**TASK:** Lines with the word "salt" in them must be copied from the records below.

(Point localization data)

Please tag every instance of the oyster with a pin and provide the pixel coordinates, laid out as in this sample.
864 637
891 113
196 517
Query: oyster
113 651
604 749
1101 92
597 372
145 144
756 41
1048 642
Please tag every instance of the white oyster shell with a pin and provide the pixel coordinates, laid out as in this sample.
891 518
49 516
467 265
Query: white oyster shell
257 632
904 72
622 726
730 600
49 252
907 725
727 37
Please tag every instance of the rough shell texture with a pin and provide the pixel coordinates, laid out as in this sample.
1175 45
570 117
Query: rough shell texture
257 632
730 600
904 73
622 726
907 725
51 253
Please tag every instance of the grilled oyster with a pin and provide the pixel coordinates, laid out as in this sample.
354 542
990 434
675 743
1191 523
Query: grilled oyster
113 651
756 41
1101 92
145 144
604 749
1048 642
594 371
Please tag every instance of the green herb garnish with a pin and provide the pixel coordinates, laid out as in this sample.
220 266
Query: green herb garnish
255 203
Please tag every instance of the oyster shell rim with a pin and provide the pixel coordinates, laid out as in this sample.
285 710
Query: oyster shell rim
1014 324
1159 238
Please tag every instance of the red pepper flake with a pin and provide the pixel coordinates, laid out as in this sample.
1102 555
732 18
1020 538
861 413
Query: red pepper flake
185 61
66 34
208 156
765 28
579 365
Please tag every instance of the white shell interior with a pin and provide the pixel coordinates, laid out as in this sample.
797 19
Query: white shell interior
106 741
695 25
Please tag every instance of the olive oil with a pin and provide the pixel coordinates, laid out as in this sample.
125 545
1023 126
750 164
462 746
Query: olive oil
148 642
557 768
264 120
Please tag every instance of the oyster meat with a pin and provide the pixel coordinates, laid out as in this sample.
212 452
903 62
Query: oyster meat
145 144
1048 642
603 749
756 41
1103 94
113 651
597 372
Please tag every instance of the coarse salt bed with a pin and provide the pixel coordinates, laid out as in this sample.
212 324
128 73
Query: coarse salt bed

**EXERCISE ANSWER:**
Please tag every instance of the coarse salt bed with a pin and provide the pixel coordinates, laid out as in this sample.
Query: coarse salt bed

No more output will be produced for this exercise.